# Problem to solve
Rewrite everything below from the line that contains "Locate the stone" down to the end of the rows, keeping the requests as they are. Scale every point coordinate in the answers by 0.65 and round each result to a whole number, with halves rounded up.

-- begin Dataset records --

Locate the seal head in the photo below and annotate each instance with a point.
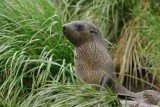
(80, 32)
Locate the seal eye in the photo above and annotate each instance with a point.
(79, 27)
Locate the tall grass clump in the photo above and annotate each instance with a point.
(138, 48)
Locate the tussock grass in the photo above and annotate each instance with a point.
(59, 95)
(36, 62)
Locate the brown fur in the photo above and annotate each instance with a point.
(93, 63)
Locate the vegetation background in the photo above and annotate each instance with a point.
(36, 61)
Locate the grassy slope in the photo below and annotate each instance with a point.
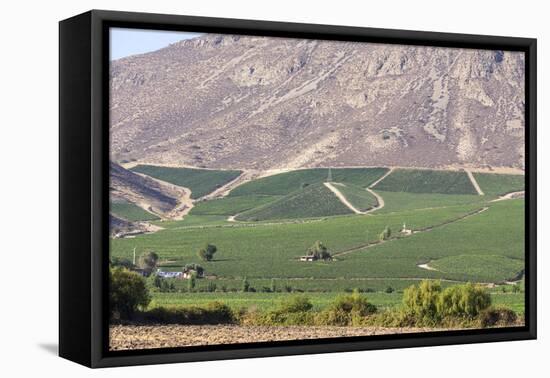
(231, 205)
(357, 196)
(313, 201)
(426, 181)
(497, 231)
(200, 181)
(286, 183)
(270, 250)
(264, 301)
(490, 268)
(399, 201)
(495, 184)
(131, 212)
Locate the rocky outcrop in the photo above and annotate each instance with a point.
(267, 103)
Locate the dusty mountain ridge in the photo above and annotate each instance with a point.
(145, 192)
(263, 103)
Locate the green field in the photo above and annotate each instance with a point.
(357, 196)
(463, 236)
(400, 201)
(131, 212)
(312, 201)
(199, 181)
(231, 205)
(426, 181)
(495, 184)
(270, 250)
(286, 183)
(489, 268)
(266, 301)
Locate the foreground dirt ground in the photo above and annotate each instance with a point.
(124, 337)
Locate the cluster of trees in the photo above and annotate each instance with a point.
(147, 262)
(319, 251)
(386, 234)
(127, 293)
(207, 252)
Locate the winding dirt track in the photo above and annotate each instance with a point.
(342, 198)
(378, 197)
(474, 182)
(425, 229)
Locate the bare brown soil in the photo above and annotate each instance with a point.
(124, 337)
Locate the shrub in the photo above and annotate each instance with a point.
(465, 301)
(319, 251)
(211, 287)
(347, 310)
(421, 301)
(127, 293)
(295, 303)
(294, 310)
(148, 262)
(497, 316)
(191, 283)
(245, 285)
(211, 313)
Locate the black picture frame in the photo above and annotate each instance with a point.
(84, 187)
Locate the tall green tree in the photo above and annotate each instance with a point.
(207, 252)
(127, 293)
(148, 262)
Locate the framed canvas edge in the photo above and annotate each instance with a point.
(101, 357)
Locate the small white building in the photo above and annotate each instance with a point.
(307, 258)
(169, 274)
(405, 230)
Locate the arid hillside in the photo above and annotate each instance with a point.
(267, 103)
(154, 196)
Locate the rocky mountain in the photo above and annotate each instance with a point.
(266, 103)
(143, 191)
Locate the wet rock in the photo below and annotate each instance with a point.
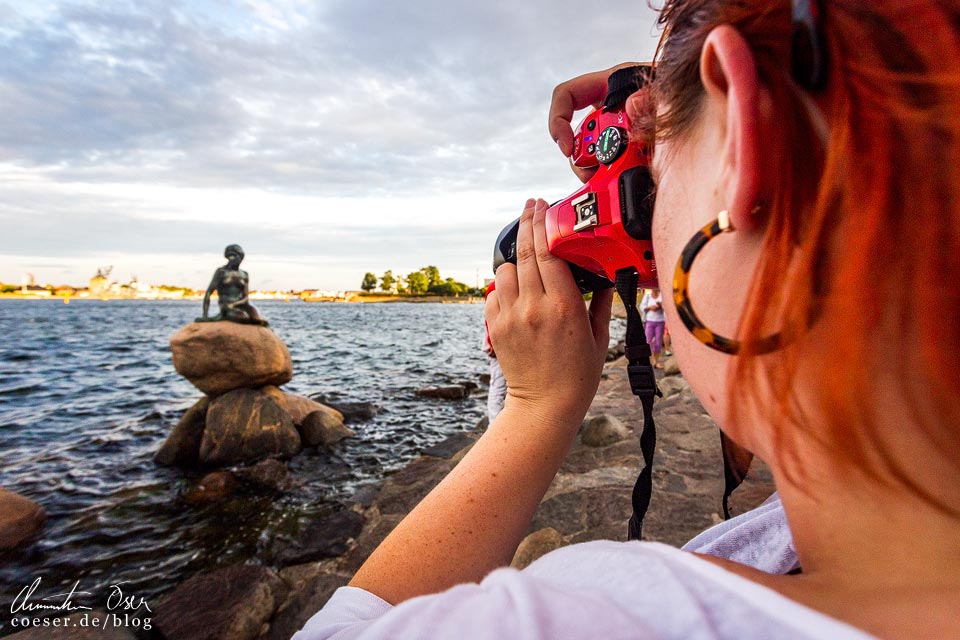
(603, 431)
(451, 446)
(616, 351)
(672, 385)
(352, 411)
(670, 366)
(217, 357)
(322, 428)
(233, 603)
(310, 586)
(536, 544)
(213, 487)
(299, 407)
(246, 426)
(20, 519)
(182, 446)
(448, 392)
(268, 474)
(326, 538)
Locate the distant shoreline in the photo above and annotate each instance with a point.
(386, 299)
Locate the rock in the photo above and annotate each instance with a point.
(213, 487)
(323, 428)
(602, 431)
(299, 407)
(670, 366)
(536, 544)
(20, 519)
(232, 603)
(616, 351)
(449, 392)
(672, 385)
(85, 625)
(326, 538)
(182, 446)
(217, 357)
(246, 426)
(311, 585)
(267, 474)
(451, 446)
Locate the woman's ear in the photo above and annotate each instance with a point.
(729, 76)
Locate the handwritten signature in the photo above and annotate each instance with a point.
(116, 600)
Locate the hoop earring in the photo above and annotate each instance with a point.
(681, 295)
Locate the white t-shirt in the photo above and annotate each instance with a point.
(607, 590)
(652, 316)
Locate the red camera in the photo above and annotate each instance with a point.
(603, 227)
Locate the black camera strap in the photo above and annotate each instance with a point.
(643, 383)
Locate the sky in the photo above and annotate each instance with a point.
(327, 137)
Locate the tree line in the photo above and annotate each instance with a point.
(426, 281)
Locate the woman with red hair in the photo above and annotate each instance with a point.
(813, 152)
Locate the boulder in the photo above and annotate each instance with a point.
(299, 407)
(536, 544)
(672, 385)
(245, 426)
(20, 519)
(603, 431)
(448, 392)
(326, 538)
(182, 446)
(320, 427)
(217, 357)
(213, 487)
(232, 603)
(311, 585)
(670, 366)
(268, 474)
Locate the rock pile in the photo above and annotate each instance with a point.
(20, 519)
(244, 417)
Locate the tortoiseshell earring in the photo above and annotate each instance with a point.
(681, 294)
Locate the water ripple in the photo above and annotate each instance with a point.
(88, 393)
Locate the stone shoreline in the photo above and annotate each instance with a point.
(588, 500)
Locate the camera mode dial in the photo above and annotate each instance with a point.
(611, 144)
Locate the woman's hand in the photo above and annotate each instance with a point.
(550, 348)
(588, 90)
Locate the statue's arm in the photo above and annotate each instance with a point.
(214, 283)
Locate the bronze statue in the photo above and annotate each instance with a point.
(232, 287)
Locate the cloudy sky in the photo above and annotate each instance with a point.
(327, 137)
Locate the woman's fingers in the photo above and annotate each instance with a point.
(570, 96)
(528, 271)
(554, 272)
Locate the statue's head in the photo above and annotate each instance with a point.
(233, 251)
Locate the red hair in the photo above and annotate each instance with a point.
(866, 223)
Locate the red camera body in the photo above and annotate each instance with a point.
(604, 227)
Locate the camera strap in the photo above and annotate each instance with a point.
(643, 384)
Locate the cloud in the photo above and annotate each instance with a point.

-- end Dataset records --

# Finished task
Locate the stone shoreline in the photo above and annotate each instance with a point.
(382, 325)
Locate the camera mode dial in the photo above and annotate each instance with a point.
(397, 94)
Locate the woman's hand in the photo above and annotate each instance with a point.
(358, 226)
(382, 59)
Locate the statue's arm in the photo above and annotate each instance with a point.
(139, 184)
Locate the bronze statue in the photo above and annotate each instance with a point.
(151, 187)
Locate the cloudy sky in the photo above and annotate each instance with a point.
(213, 89)
Locate the woman's fingers in the photo above and annotate each instance with a point.
(371, 62)
(343, 176)
(360, 177)
Locate the statue's head in the photo above and annotate each instance with a point.
(151, 163)
Locate the red hair in the photo above and annotate each instance with a point.
(563, 145)
Locate the red camera body in the photo above and annotate each instance with a point.
(393, 148)
Locate the camera strap in the photo above and annotate each instance with a point.
(418, 250)
Locate the cloud in the photo above and annotate each instance with a point.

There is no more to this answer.